Цель упражнения: Какой предельный размер займа по служилой кабале устанавливал Судебник согласно приведённому тексту?

Приведённый текст:
☆ ☆ ☆ ☆ ☆ ☆ ☆
Но что же значит предписание Судебника, чтобы заем по служилой кабале не превышал 15 руб.? У кабального человека было право выкупиться из кабалы, уплатив числящийся за ним дол г. Осуществить это право без посторонней помощи кабальный не имел возможности. А заем для уплаты долга по кабале, как это подтверждается рязанскими докладными кабалами, вел только к перемене "государя". Право выкупа кабального сводилось таким образом к перемене господина. Но и эта возможность умалялась с повышением суммы долга. Надо думать, находились кредиторы, которые эту сумму намеренно повышали против действительного займа, чтобы затруднить кабальному возможность даже переменить господина. При таких условиях право выкупа совершенно устранялось, и временная зависимость склонялась к полной неволе. Для устранения таких злоупотреблений Судебник в ст. 78 и ограничил размер займа по кабале.
☆ ☆ ☆ ☆ ☆ ☆ ☆
Предоставленные записи:
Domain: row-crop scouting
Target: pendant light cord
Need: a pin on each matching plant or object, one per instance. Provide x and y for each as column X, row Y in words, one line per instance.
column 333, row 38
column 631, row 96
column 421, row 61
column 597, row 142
☆ ☆ ☆ ☆ ☆ ☆ ☆
Результат упражнения: Заем по служилой кабале не должен был превышать 15 рублей.